**Material to process:**
= = = = = = =
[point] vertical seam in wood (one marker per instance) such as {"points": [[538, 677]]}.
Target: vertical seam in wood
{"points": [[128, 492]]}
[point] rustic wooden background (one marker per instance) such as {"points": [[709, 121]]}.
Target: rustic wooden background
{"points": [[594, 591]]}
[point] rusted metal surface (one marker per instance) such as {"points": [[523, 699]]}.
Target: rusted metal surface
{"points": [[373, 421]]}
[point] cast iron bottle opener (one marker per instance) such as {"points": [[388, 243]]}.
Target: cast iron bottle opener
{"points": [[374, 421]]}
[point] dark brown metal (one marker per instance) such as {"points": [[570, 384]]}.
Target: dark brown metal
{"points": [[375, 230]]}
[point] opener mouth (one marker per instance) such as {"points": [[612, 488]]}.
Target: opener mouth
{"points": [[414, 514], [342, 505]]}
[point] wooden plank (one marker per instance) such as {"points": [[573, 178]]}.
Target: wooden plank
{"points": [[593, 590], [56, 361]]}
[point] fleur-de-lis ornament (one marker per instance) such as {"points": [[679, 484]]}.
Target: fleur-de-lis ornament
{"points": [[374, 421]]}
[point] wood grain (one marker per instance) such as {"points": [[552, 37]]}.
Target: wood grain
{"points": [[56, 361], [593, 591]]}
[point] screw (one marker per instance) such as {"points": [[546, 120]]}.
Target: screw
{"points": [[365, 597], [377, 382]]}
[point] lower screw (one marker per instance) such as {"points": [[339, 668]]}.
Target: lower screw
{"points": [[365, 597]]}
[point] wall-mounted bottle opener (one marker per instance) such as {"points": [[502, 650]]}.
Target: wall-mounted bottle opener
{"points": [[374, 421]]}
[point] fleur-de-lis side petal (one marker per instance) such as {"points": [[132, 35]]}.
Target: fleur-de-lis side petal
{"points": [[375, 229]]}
= = = = = = =
**Problem to solve:** Put every line of the records above into a JSON list of strings, one string per line, and leave out any blank lines.

**The response:**
[
  "[point] vertical seam in wood (one marker per instance) such as {\"points\": [[538, 677]]}.",
  "Target: vertical seam in wood",
  "{\"points\": [[128, 492]]}",
  "[point] rustic wooden background (one marker per instance) such as {\"points\": [[709, 121]]}.",
  "Target: rustic wooden background",
  "{\"points\": [[594, 591]]}",
  "[point] rusted metal surface (one marker per instance) such as {\"points\": [[523, 699]]}.",
  "Target: rusted metal surface",
  "{\"points\": [[373, 421]]}",
  "[point] cast iron bottle opener (one marker per instance) such as {\"points\": [[388, 243]]}.",
  "Target: cast iron bottle opener",
  "{\"points\": [[374, 421]]}",
  "[point] dark brown metal (one marker per instance) such as {\"points\": [[570, 384]]}.",
  "Target: dark brown metal",
  "{\"points\": [[375, 230]]}",
  "[point] opener mouth (one marker per instance) such as {\"points\": [[612, 488]]}.",
  "Target: opener mouth",
  "{\"points\": [[414, 514], [342, 505]]}",
  "[point] wooden plank (one marker per instance) such as {\"points\": [[573, 178]]}.",
  "Target: wooden plank",
  "{\"points\": [[593, 590], [56, 361]]}",
  "[point] fleur-de-lis ornament (one marker per instance) such as {\"points\": [[679, 484]]}.",
  "Target: fleur-de-lis ornament",
  "{\"points\": [[374, 421]]}",
  "[point] wood grain (one marker per instance) such as {\"points\": [[552, 37]]}.",
  "Target: wood grain",
  "{\"points\": [[56, 361], [593, 591]]}",
  "[point] screw (one marker per instance) such as {\"points\": [[546, 120]]}.",
  "Target: screw",
  "{\"points\": [[365, 597], [377, 382]]}",
  "[point] lower screw (one marker per instance) such as {\"points\": [[339, 668]]}.",
  "Target: lower screw",
  "{\"points\": [[365, 597]]}",
  "[point] wall-mounted bottle opener (one marker per instance) such as {\"points\": [[502, 650]]}.",
  "Target: wall-mounted bottle opener",
  "{\"points\": [[374, 421]]}",
  "[point] fleur-de-lis side petal (one marker per instance) such as {\"points\": [[132, 35]]}.",
  "Target: fleur-de-lis side petal",
  "{\"points\": [[375, 229]]}"
]